___ RECORDS SHOWN

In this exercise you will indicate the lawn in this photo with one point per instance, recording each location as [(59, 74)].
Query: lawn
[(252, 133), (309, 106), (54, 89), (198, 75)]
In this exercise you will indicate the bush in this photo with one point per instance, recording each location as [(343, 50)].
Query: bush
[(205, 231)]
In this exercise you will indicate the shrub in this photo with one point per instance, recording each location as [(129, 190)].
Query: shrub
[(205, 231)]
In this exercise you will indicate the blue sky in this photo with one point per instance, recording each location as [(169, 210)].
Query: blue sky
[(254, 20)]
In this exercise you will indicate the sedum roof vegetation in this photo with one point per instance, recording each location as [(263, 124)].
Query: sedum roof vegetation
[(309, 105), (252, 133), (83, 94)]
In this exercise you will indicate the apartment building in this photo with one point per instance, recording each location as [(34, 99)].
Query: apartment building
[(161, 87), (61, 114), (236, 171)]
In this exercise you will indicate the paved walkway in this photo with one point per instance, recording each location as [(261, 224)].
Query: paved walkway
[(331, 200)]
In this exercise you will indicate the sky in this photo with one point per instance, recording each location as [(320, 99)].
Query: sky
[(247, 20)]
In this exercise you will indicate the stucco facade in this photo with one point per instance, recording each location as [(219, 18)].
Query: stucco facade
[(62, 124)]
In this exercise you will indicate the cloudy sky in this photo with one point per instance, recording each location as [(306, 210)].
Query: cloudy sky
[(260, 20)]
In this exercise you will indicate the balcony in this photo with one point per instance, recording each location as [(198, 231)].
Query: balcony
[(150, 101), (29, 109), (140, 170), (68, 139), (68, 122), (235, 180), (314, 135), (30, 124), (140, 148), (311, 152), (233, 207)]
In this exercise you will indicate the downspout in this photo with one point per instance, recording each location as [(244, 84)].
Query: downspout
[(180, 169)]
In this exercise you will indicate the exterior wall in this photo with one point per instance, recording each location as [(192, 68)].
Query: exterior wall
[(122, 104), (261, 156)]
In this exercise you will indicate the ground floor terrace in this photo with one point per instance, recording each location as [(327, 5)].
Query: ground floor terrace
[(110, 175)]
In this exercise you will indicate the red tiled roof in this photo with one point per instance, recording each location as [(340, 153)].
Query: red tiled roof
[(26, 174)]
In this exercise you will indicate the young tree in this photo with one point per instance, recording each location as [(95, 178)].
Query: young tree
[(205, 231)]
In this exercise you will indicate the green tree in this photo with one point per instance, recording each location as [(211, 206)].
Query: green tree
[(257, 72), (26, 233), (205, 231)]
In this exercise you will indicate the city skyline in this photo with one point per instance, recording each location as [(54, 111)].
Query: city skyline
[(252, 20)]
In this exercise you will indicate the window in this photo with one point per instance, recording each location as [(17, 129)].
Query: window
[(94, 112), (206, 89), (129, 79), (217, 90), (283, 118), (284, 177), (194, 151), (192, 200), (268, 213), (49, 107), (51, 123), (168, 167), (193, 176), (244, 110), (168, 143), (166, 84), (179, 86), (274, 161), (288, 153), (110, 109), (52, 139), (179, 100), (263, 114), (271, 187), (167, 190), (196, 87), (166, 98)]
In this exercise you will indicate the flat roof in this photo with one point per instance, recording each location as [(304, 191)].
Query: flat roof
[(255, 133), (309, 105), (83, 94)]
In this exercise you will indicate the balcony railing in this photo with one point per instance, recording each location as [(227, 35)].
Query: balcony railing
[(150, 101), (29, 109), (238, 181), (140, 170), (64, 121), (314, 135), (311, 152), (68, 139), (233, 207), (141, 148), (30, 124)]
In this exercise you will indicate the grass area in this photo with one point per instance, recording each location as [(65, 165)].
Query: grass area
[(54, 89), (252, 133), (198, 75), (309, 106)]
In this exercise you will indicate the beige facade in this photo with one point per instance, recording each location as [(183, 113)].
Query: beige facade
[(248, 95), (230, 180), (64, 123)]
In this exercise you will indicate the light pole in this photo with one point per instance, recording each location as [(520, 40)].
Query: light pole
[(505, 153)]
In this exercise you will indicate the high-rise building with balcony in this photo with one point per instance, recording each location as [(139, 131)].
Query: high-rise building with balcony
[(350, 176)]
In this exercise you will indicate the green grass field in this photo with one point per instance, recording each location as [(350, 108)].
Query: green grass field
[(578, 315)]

______

Arrange all of the data above as a Markdown table with two columns, "Row" and "Entry". Give each nonblank line its own numbered row, and leave out blank lines.

— RIGHT ANSWER —
| Row | Entry |
|---|---|
| 1 | In this exercise you will indicate the lawn in this photo with one point per instance, recording each location as [(59, 74)]. |
| 2 | Query: lawn |
| 3 | [(252, 133), (309, 106), (54, 89), (198, 75)] |
| 4 | In this exercise you will indicate the bush in this photo with one point per instance, recording each location as [(343, 50)]. |
| 5 | Query: bush |
| 6 | [(205, 231)] |
| 7 | In this exercise you will indicate the shrub in this photo with one point per instance, recording each location as [(129, 190)]. |
| 8 | Query: shrub |
| 9 | [(205, 231)] |
| 10 | In this exercise you will indicate the blue sky in this photo with one point per instance, recording each location as [(169, 210)]. |
| 11 | Query: blue sky |
| 12 | [(254, 20)] |
| 13 | In this exercise you will indicate the sedum roof vegetation in this photo with one point per instance, recording each location as [(263, 124)]. |
| 14 | Query: sedum roof vegetation |
| 15 | [(309, 105), (252, 133), (83, 94)] |
| 16 | In this exercise you will indicate the apartment building in this photo with one point per instance, recording each location as [(34, 99)]. |
| 17 | Query: apartment building |
| 18 | [(161, 87), (61, 114), (236, 171)] |
| 19 | In this exercise you will indicate the paved walkway in this photo with one point per instance, recording each location as [(261, 224)]. |
| 20 | Query: paved walkway |
| 21 | [(331, 200)] |
| 22 | In this exercise you will indicate the sky in this photo with one point per instance, recording each location as [(320, 99)]. |
| 23 | Query: sky |
| 24 | [(247, 20)] |
| 25 | In this exercise you will indicate the stucco facade in this photo with one point per instance, recording each location as [(219, 18)]. |
| 26 | Query: stucco facade |
| 27 | [(62, 124)] |
| 28 | In this exercise you will indicate the cloudy sky in this photo with one point per instance, recording each location as [(306, 210)]. |
| 29 | Query: cloudy sky |
| 30 | [(260, 20)] |
| 31 | In this exercise you will indicate the balcony in this photo with one point per instance, recording each location as [(198, 231)]. |
| 32 | Query: balcony |
| 33 | [(150, 101), (29, 109), (140, 170), (68, 139), (68, 122), (235, 180), (314, 135), (30, 124), (140, 148), (311, 152), (233, 207)] |
| 34 | In this exercise you will indicate the downspout in this photo with one point per instance, recording each location as [(244, 84)]. |
| 35 | Query: downspout |
| 36 | [(180, 169)] |
| 37 | In this exercise you will indicate the exterior wall in this photo with one point per instance, recording each location as [(192, 68)]. |
| 38 | Query: exterior wall |
| 39 | [(122, 104), (261, 156)] |
| 40 | In this exercise you will indicate the ground floor terrace in this photo with one point per instance, recording each location as [(327, 5)]. |
| 41 | Query: ground floor terrace |
| 42 | [(110, 175)] |
| 43 | In this exercise you will indicate the red tiled roof in this photo with one point per instance, recording each location as [(340, 153)]. |
| 44 | Query: red tiled roof |
| 45 | [(26, 174)] |
| 46 | In this exercise you will indicate the young tree in this photo with one point per instance, recording each location as [(95, 178)]. |
| 47 | Query: young tree |
| 48 | [(205, 231)] |
| 49 | In this exercise you will indicate the green tree in this photo with one point per instance, recording each location as [(211, 206)]. |
| 50 | Query: green tree |
| 51 | [(257, 72), (26, 233), (205, 231)] |
| 52 | In this exercise you will indicate the city skyline in this photo with one point per instance, recording each location as [(54, 111)]. |
| 53 | Query: city skyline |
| 54 | [(252, 20)] |
| 55 | In this exercise you will indicate the window in this photo with one point per instance, recording each location as [(17, 129)]. |
| 56 | Query: window |
| 57 | [(94, 112), (206, 89), (129, 79), (217, 90), (283, 118), (284, 177), (194, 151), (192, 200), (268, 213), (49, 107), (51, 123), (168, 167), (193, 176), (244, 110), (168, 143), (166, 84), (179, 86), (274, 161), (288, 153), (110, 109), (52, 139), (179, 100), (263, 114), (271, 187), (167, 190), (196, 87), (166, 98)] |
| 58 | In this exercise you will indicate the flat roof in this photo with one point per instance, recording each location as [(304, 191)]. |
| 59 | Query: flat roof |
| 60 | [(255, 133), (309, 105), (83, 94)] |
| 61 | In this exercise you will indicate the balcony railing in this photo with one point per instance, recording each location as [(227, 35)]. |
| 62 | Query: balcony railing |
| 63 | [(150, 101), (29, 109), (238, 181), (140, 170), (64, 121), (314, 135), (311, 152), (68, 139), (233, 207), (141, 148), (30, 124)] |
| 64 | In this exercise you will indicate the grass area in this photo with one point per instance, recording each location as [(65, 165)]. |
| 65 | Query: grass area |
| 66 | [(54, 89), (252, 133), (198, 75), (309, 106)] |
| 67 | In this exercise you will indicate the beige facade in this photo with one point per instance, recording each location as [(183, 113)]. |
| 68 | Query: beige facade |
| 69 | [(248, 95), (230, 180), (64, 123)] |
| 70 | In this exercise you will indicate the light pole in this photo with one point per instance, recording each location as [(520, 40)]. |
| 71 | Query: light pole |
| 72 | [(505, 153)] |
| 73 | In this exercise you will indicate the high-rise building with balcony in this photo with one point per instance, recording each location as [(139, 131)]. |
| 74 | Query: high-rise building with balcony |
| 75 | [(350, 176)] |
| 76 | In this exercise you will indicate the green grass field in this photo with one point per instance, recording each location as [(350, 108)]. |
| 77 | Query: green grass field |
| 78 | [(578, 315)] |